*** Materials provided ***
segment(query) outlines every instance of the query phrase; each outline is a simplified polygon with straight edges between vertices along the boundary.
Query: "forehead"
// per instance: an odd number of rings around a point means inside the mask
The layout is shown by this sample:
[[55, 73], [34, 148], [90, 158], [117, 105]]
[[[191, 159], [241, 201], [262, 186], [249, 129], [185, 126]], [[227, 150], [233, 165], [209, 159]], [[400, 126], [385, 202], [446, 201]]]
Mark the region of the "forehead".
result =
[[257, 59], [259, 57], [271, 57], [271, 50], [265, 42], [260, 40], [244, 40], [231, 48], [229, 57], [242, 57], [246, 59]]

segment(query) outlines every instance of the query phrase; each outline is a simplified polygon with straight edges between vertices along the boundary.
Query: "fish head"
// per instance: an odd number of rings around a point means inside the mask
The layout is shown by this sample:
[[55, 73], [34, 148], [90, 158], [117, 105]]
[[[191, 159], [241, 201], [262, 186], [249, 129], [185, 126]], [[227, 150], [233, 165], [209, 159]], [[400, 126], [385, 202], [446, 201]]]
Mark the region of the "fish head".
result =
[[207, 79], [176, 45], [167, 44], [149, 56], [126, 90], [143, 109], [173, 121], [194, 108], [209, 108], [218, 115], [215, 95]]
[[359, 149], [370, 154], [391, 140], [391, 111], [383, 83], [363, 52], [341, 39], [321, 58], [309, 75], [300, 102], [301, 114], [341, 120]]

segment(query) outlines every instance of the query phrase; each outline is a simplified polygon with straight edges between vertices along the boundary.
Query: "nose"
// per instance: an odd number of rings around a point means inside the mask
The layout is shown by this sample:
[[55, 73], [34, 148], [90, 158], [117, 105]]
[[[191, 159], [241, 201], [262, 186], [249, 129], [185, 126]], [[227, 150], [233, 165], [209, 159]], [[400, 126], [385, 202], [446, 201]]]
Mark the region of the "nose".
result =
***
Can you rewrite all of the lines above, swapping "Mark the region of" for "Outline the region of" wherever it occurs and leaving everything else untouched?

### Answer in full
segment(query) outlines every instance of the query phrase; each outline is a simplified polygon with straight edges between vertices along the boundary.
Query: "forehead"
// per instance: an odd number of rings around a point means inside the mask
The layout is shown by this sample:
[[55, 73], [34, 148], [90, 158], [117, 105]]
[[[191, 159], [241, 201], [262, 186], [249, 129], [185, 126]], [[227, 150], [233, 165], [209, 159]], [[400, 126], [385, 202], [446, 201]]]
Outline the region of the "forehead".
result =
[[257, 59], [259, 57], [271, 57], [271, 50], [265, 42], [260, 40], [244, 40], [231, 48], [229, 57], [242, 57], [246, 59]]

segment(query) outlines every instance of the query phrase; each outline is a simplified polygon with straight edges between vertices along the boundary.
Query: "fish head"
// per instance: an odd number of rings around a point means inside the mask
The layout is shown by this sample:
[[55, 73], [34, 148], [90, 158], [117, 105]]
[[[191, 159], [241, 201], [262, 186], [249, 129], [185, 126]], [[227, 150], [233, 165], [209, 159]], [[400, 126], [385, 202], [446, 201]]]
Outline the region of the "fish head".
result =
[[207, 79], [176, 45], [167, 44], [149, 56], [126, 90], [143, 109], [173, 121], [194, 108], [209, 108], [218, 115], [215, 95]]
[[359, 149], [370, 154], [391, 140], [391, 111], [383, 83], [363, 52], [341, 39], [321, 58], [309, 75], [300, 102], [301, 114], [341, 120]]

segment(query) outlines every instance of the query phrase; each outline is a simplified polygon with straight edges between vertices along the boundary.
Query: "nose"
// per instance: an odd number of rings around a point means inside the mask
The layout is shown by this sample:
[[55, 73], [34, 148], [90, 158], [117, 105]]
[[[191, 159], [241, 201], [262, 186], [249, 129], [185, 126]], [[227, 150], [233, 165], [209, 159]], [[400, 126], [385, 202], [446, 201]]]
Outline the region of the "nose".
result =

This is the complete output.